• [GIVEN PROBLEM]
Print only the line with "Find the terracotta" and the lines after it, ending with the last line of the material, each exactly as it stands.

────────

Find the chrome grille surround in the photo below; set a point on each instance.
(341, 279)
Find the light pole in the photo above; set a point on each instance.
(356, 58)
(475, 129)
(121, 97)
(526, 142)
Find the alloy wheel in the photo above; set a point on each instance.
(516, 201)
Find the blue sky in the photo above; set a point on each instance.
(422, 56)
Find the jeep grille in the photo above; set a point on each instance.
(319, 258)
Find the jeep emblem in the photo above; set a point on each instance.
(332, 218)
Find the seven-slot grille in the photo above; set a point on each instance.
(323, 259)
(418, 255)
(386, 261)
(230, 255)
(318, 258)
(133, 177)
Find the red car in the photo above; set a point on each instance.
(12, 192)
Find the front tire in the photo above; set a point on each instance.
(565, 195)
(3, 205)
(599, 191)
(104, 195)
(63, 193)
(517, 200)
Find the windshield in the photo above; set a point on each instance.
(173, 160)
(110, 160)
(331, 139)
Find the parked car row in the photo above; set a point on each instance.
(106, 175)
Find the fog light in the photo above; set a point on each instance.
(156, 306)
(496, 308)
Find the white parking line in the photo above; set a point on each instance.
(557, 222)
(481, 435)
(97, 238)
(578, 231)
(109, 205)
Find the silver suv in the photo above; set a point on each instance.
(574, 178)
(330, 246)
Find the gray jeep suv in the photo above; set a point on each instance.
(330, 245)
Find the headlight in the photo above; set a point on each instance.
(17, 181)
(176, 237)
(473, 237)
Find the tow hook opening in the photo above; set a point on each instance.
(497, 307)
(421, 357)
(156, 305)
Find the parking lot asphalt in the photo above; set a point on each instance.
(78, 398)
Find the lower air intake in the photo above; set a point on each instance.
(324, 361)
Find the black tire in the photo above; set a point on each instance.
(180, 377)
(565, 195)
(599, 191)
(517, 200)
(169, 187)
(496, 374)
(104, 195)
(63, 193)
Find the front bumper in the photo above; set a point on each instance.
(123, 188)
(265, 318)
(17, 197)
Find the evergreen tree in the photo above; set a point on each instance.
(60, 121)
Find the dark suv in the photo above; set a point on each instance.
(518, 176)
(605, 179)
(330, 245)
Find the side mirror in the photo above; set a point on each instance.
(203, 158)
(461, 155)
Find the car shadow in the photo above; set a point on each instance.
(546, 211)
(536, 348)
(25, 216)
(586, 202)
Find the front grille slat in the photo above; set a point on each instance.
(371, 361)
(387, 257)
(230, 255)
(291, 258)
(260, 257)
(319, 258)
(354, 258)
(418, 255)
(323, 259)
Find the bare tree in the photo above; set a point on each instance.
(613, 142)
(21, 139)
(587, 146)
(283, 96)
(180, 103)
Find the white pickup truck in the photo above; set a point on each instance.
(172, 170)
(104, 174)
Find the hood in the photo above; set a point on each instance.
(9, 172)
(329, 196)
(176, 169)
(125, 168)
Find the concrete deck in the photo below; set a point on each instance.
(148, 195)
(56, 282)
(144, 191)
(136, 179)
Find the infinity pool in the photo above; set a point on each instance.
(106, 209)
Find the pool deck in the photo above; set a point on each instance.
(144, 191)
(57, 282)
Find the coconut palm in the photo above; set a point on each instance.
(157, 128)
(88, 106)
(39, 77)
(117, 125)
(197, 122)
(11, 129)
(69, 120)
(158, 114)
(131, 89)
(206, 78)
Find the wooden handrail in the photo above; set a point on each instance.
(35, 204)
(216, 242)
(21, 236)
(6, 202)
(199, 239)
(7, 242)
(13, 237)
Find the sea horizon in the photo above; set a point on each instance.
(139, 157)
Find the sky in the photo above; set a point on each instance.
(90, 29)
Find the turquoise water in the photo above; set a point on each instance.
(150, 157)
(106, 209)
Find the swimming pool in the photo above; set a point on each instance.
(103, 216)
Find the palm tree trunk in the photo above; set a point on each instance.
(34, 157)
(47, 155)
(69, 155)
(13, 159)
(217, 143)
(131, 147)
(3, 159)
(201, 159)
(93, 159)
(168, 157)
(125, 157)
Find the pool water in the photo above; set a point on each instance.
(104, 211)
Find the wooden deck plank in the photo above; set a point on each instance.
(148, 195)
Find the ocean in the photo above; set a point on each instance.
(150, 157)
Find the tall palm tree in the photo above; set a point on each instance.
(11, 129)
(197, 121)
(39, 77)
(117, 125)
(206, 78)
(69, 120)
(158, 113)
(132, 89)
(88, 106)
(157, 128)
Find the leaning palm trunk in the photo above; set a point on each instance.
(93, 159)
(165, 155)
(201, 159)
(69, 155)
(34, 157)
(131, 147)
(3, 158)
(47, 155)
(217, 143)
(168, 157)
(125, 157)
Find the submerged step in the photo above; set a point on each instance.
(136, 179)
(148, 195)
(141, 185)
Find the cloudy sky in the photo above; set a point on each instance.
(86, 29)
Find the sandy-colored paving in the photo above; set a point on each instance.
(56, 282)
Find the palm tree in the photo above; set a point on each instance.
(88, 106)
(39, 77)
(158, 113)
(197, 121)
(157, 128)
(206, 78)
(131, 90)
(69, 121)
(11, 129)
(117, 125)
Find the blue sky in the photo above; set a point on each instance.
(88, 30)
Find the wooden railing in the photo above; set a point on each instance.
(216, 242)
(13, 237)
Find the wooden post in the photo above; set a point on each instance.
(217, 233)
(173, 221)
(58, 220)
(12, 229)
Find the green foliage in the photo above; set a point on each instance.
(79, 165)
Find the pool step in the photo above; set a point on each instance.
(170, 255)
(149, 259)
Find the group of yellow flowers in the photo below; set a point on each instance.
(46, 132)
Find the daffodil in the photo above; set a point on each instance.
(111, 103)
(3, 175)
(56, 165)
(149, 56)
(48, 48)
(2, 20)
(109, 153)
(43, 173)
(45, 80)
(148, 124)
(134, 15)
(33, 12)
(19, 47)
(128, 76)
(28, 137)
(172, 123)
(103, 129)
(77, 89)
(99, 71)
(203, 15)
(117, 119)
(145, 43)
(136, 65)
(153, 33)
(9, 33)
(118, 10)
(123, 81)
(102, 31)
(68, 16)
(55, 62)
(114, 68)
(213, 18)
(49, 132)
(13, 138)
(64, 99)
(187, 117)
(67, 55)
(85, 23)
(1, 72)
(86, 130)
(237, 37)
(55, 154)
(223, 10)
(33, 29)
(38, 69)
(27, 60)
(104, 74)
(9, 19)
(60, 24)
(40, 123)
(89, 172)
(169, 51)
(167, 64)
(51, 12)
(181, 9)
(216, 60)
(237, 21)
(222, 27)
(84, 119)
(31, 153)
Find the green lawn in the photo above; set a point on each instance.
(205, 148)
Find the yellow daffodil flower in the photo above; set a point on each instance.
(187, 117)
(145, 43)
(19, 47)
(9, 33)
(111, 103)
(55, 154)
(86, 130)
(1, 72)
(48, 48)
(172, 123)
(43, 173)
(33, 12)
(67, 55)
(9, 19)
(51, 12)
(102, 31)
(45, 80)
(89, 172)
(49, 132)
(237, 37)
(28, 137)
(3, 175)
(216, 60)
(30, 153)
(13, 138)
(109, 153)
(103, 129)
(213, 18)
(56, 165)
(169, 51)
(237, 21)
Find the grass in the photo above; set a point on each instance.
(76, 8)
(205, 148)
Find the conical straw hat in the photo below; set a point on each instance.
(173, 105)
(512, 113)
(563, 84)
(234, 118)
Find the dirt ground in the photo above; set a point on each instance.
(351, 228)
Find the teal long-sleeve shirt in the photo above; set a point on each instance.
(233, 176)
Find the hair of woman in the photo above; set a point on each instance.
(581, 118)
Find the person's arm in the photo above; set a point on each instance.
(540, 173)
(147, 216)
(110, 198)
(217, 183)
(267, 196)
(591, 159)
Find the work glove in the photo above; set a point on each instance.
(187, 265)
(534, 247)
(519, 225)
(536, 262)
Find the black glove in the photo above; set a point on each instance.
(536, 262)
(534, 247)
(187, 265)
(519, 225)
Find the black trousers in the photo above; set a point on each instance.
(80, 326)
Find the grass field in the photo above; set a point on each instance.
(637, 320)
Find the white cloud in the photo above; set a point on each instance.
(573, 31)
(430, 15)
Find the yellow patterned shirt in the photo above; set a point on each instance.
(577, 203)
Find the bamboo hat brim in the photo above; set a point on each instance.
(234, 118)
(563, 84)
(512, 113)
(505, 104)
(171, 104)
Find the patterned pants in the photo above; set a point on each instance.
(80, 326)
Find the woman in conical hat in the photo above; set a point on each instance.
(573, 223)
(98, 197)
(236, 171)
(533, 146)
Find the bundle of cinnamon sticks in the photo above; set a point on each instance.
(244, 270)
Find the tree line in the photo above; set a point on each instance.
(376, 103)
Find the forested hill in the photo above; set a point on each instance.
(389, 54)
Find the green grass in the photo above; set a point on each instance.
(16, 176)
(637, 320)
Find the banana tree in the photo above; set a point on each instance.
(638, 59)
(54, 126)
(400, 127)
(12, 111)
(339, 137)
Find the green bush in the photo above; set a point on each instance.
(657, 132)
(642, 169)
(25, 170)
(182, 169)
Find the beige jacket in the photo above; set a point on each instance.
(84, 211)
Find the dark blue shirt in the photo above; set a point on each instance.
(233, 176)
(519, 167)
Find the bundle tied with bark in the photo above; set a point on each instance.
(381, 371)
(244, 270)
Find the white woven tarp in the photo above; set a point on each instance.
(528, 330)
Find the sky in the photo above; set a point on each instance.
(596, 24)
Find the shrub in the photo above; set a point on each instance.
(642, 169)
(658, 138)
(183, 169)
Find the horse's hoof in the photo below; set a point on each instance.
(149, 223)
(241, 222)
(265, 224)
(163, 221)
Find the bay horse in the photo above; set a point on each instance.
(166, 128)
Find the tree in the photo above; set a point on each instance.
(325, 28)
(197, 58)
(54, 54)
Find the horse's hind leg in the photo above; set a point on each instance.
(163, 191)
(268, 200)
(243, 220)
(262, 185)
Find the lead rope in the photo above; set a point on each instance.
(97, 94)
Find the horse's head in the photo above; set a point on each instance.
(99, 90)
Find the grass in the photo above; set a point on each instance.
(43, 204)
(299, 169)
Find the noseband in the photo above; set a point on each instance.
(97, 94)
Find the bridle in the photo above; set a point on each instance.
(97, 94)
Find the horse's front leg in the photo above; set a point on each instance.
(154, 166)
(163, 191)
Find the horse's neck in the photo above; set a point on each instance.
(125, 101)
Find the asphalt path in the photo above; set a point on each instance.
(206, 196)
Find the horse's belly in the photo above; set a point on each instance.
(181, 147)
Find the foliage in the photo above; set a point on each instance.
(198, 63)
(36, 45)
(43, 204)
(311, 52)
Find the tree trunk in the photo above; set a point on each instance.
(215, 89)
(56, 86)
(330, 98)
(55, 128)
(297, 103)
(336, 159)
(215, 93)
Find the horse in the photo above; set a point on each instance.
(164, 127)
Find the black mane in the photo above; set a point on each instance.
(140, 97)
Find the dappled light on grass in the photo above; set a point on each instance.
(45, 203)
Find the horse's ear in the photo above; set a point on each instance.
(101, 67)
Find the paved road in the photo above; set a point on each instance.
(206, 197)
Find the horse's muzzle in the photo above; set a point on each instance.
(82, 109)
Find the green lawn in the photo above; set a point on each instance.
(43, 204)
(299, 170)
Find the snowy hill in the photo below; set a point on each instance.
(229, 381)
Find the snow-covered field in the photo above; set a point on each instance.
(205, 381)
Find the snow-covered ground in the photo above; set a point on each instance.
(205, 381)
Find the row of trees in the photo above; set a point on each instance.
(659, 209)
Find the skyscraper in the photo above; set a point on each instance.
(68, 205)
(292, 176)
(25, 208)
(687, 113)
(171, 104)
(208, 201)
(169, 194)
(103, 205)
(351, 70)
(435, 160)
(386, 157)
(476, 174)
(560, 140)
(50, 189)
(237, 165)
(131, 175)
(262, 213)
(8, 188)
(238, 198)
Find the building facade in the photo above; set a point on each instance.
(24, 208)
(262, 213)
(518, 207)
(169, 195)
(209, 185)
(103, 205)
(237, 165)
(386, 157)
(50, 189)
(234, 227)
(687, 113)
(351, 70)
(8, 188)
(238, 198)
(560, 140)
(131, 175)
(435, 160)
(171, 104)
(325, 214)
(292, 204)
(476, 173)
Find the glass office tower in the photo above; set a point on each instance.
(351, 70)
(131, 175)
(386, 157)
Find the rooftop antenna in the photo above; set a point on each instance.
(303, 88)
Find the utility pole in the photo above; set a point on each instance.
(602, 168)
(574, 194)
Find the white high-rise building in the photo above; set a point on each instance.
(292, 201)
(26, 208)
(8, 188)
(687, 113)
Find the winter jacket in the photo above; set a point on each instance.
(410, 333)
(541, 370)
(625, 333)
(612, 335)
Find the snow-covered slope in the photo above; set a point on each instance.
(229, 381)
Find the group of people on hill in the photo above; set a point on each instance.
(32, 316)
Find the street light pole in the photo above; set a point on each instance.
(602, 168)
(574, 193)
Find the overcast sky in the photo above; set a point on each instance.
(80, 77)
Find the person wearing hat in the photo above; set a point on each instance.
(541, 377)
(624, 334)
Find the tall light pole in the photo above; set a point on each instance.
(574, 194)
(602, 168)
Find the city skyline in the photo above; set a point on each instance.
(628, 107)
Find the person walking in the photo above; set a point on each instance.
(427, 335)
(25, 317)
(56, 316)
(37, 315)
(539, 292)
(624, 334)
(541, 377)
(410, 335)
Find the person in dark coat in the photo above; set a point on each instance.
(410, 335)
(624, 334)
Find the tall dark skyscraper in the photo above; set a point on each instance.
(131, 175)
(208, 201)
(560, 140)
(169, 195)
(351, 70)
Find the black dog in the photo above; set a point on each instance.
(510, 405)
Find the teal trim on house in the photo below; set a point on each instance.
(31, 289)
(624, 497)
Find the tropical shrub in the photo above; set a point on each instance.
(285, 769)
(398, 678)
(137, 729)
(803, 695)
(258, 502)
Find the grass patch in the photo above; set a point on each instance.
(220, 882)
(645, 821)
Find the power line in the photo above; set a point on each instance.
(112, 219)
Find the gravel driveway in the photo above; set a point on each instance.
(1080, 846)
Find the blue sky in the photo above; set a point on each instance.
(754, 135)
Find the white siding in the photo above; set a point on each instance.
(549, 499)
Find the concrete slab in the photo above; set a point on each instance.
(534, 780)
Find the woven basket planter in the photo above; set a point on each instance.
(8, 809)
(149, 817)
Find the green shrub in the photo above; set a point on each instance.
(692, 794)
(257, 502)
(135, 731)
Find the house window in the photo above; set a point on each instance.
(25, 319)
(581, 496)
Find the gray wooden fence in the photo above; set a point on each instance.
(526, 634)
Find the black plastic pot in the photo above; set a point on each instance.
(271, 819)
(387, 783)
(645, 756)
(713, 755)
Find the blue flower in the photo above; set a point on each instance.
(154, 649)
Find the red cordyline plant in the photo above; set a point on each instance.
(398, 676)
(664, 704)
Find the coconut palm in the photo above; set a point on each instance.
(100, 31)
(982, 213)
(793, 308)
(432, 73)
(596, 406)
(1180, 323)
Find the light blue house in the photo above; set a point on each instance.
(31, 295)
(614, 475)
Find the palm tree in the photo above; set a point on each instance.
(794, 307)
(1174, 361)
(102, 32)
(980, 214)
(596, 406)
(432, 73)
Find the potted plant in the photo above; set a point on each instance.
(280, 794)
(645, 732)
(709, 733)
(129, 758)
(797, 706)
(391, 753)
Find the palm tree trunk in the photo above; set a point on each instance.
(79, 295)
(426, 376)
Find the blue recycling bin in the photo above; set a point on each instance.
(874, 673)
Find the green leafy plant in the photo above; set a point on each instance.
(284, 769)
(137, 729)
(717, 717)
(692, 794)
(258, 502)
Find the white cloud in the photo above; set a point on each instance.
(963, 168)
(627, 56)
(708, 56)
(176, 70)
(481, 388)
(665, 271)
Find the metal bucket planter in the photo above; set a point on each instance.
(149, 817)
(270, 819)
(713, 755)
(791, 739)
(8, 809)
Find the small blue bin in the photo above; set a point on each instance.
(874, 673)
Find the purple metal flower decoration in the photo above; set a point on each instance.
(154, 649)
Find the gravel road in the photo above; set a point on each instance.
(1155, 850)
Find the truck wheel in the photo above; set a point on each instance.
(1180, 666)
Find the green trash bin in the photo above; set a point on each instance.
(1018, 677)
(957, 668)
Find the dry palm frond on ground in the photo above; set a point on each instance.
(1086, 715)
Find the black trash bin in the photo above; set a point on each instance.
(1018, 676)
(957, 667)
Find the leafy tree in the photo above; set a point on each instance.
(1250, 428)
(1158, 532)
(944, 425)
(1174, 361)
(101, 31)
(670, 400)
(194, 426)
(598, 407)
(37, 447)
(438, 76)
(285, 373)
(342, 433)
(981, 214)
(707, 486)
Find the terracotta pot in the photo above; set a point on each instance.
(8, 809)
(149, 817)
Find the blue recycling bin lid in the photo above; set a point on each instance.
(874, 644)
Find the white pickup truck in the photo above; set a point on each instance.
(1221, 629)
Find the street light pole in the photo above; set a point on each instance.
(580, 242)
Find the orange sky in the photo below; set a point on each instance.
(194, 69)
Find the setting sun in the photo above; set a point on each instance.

────────

• [REPLY TO THE TASK]
Find the terracotta pot in the photo above; set a point on each instance.
(8, 809)
(149, 817)
Find the blue recycling bin lid in the photo above; set a point on each instance.
(874, 644)
Find the white pickup truck in the photo above; set a point on each instance.
(1221, 629)
Find the street light pole in the photo above; set a point on each instance.
(580, 242)
Find the orange sky in the photo below; set a point on each instance.
(194, 69)
Find the setting sun in the photo above; set a point on each instance.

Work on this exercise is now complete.